--- START ---

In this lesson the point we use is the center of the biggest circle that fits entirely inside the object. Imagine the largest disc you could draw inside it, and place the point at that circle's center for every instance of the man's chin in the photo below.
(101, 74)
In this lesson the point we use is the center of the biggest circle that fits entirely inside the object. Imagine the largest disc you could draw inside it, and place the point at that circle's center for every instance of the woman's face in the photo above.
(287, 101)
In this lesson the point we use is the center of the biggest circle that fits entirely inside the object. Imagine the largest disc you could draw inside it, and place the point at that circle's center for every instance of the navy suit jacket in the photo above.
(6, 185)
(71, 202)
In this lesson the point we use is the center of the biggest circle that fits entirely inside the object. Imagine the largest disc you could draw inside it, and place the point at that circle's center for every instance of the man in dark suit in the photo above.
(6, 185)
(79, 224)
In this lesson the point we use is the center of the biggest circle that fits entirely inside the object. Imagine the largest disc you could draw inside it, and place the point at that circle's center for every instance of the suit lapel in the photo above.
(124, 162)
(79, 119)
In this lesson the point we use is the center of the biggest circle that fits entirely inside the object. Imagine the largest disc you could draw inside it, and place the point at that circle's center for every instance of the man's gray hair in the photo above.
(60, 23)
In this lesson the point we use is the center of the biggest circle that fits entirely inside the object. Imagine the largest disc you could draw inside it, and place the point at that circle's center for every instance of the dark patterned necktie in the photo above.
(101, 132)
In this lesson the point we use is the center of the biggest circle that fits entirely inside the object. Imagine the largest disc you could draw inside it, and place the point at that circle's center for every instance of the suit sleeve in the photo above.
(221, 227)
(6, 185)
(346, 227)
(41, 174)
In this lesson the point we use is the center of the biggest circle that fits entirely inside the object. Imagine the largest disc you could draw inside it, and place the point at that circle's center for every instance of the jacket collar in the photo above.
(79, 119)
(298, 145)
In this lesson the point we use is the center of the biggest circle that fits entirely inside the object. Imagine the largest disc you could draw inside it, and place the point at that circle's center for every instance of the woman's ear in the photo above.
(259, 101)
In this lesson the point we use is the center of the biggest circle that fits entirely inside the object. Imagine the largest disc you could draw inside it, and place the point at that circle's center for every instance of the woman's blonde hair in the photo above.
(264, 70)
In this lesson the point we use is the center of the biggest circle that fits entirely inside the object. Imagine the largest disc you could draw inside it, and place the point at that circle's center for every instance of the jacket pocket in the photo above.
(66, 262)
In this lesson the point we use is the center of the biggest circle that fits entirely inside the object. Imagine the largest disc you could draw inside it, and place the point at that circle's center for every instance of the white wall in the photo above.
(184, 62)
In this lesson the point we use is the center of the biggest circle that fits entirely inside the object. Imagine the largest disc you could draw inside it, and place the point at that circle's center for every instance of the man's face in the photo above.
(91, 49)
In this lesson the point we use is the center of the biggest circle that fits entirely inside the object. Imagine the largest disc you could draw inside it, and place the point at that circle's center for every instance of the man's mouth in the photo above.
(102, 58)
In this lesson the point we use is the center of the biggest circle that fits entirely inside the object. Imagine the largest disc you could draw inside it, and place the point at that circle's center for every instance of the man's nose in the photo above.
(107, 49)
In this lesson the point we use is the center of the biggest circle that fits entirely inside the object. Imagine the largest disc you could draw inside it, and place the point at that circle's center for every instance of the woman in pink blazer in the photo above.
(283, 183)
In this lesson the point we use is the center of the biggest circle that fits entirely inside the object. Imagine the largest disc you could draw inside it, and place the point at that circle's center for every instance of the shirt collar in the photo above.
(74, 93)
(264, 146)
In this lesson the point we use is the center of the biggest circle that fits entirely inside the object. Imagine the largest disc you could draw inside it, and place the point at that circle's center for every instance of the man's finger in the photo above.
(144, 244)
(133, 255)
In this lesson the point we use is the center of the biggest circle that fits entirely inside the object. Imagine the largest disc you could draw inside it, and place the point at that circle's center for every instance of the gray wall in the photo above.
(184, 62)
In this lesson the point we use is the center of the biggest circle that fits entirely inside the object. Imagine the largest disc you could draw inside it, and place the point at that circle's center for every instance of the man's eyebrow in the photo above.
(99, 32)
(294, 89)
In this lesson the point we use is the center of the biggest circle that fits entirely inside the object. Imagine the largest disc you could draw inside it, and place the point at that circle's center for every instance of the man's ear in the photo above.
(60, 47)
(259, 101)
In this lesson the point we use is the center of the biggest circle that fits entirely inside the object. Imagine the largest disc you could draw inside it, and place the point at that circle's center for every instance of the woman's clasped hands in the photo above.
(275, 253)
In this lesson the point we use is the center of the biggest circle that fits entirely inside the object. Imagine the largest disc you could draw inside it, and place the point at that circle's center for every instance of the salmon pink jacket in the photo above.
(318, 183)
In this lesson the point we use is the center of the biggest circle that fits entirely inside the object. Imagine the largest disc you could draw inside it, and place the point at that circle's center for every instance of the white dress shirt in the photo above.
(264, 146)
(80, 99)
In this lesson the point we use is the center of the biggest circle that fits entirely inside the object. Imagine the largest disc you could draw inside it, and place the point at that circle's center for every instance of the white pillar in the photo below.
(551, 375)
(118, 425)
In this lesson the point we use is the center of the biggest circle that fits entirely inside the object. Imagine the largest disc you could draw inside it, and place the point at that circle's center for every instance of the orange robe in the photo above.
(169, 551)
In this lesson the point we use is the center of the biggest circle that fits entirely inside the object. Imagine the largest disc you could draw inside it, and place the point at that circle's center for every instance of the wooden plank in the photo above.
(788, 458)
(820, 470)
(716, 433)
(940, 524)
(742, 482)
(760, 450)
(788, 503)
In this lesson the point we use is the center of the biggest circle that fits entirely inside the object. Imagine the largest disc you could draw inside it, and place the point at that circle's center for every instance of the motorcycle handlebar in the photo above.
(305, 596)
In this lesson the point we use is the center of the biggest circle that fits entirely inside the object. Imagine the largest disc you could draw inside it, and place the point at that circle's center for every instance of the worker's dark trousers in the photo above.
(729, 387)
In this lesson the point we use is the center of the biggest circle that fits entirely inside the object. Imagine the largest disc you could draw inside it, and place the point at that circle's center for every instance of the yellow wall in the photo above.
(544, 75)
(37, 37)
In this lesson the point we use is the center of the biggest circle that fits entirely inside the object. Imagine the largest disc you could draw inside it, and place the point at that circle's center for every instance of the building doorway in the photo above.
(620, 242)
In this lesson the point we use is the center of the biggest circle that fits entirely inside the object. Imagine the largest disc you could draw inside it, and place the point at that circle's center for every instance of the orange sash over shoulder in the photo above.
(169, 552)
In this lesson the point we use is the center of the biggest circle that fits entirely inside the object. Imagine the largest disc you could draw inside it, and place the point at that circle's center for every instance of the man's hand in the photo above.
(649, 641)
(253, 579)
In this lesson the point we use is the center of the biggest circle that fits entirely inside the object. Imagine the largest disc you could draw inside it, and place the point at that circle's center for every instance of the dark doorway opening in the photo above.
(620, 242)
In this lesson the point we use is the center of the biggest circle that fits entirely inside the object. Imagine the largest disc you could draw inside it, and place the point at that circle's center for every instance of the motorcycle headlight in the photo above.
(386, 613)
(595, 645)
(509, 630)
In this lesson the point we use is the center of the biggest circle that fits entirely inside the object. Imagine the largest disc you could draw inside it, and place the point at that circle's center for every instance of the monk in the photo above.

--- END ---

# EXERCISE DESCRIPTION
Repeat word for word each line from the one with "headlight in the photo above." to the end of the records above, inclusive.

# TASK ANSWER
In this lesson the point we use is the center of the biggest circle that fits entirely inside the object. Imagine the largest disc you could draw inside it, and place the point at that circle's center for every instance of the motorcycle headlight in the photo above.
(386, 613)
(595, 645)
(509, 630)
In this lesson the point we use is the center of the biggest circle that fits entirely inside the object. Imagine the largest disc you could draw inside it, and place the point at that circle's center for every instance of the monk in the photo above.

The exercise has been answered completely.